# LIST OF TASKS:
a) List every social network that the excerpt on content length and sharing names.
b) In the excerpt on content length and sharing, what was the average word count of the pages in the top five?
c) Retype the part of the excerpt on content length and sharing starting at "It is quite" and ending at "is telling us.".

# EXCERPT PROVIDED:

It is quite clear from this graph that you are more likely to have your content shared on Facebook, Pinterest, Linkedin, Twitter, and Google+ if you content is over 3,000 words, rather than 1,000 words or less.
This flies in the face of common thought that we are only motivated to share, short, snacksized bits of content. It is not what the data is telling us.
“As you can see in the graph, 3000+ word articles get more social shares on Facebook, Pinterest, Linkedin, Twitter and Google+.”
The Backlinking Strategy That Works
Patt Flynn has also noticed a relationship between shares and content length.
In Garrett Moon’s research for Coschedule.com he found that content with a higher number of words ranked higher in Google.
“Yes, it’s true. Long-form content ranks higher on average than shorter pages. In my results, the pages in the top five (1-5) averaged more than 2,000 words per page. In the bottom half (6-10), the posts only averaged 1,400 words. Long-form content was absolutely weighted to the top of the list.”

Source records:
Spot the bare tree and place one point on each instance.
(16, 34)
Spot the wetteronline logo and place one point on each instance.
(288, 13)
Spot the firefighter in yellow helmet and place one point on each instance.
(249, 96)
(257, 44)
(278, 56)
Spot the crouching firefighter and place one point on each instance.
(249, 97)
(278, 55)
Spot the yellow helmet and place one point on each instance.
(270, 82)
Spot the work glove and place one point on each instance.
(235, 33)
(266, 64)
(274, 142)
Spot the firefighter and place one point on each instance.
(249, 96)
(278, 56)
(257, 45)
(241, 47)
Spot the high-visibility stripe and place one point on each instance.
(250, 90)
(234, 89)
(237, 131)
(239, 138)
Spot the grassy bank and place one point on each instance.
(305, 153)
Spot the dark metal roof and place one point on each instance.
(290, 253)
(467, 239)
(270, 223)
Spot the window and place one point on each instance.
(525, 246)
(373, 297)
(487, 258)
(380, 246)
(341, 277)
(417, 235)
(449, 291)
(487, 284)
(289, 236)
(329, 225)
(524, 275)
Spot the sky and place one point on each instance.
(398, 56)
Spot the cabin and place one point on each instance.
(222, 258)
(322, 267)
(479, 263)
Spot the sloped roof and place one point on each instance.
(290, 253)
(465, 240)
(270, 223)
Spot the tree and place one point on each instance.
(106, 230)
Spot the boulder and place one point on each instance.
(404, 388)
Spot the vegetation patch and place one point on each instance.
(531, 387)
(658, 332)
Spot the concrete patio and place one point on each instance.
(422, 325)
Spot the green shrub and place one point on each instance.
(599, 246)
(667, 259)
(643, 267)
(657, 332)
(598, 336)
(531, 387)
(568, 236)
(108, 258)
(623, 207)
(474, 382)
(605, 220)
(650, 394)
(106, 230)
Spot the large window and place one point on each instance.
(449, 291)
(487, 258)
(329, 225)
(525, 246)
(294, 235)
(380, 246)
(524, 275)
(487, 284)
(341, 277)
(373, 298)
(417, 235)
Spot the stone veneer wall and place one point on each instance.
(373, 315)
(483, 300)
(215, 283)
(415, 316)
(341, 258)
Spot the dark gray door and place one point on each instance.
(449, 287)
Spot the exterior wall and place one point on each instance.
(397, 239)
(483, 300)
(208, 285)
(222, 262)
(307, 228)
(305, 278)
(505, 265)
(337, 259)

# ANSWERS TO THE PROBLEMS:
a) Facebook, Pinterest, Linkedin, Twitter, Google+

b) More than 2,000 words per page.

c)
It is quite clear from this graph that you are more likely to have your content shared on Facebook, Pinterest, Linkedin, Twitter, and Google+ if you content is over 3,000 words, rather than 1,000 words or less.
This flies in the face of common thought that we are only motivated to share, short, snacksized bits of content. It is not what the data is telling us.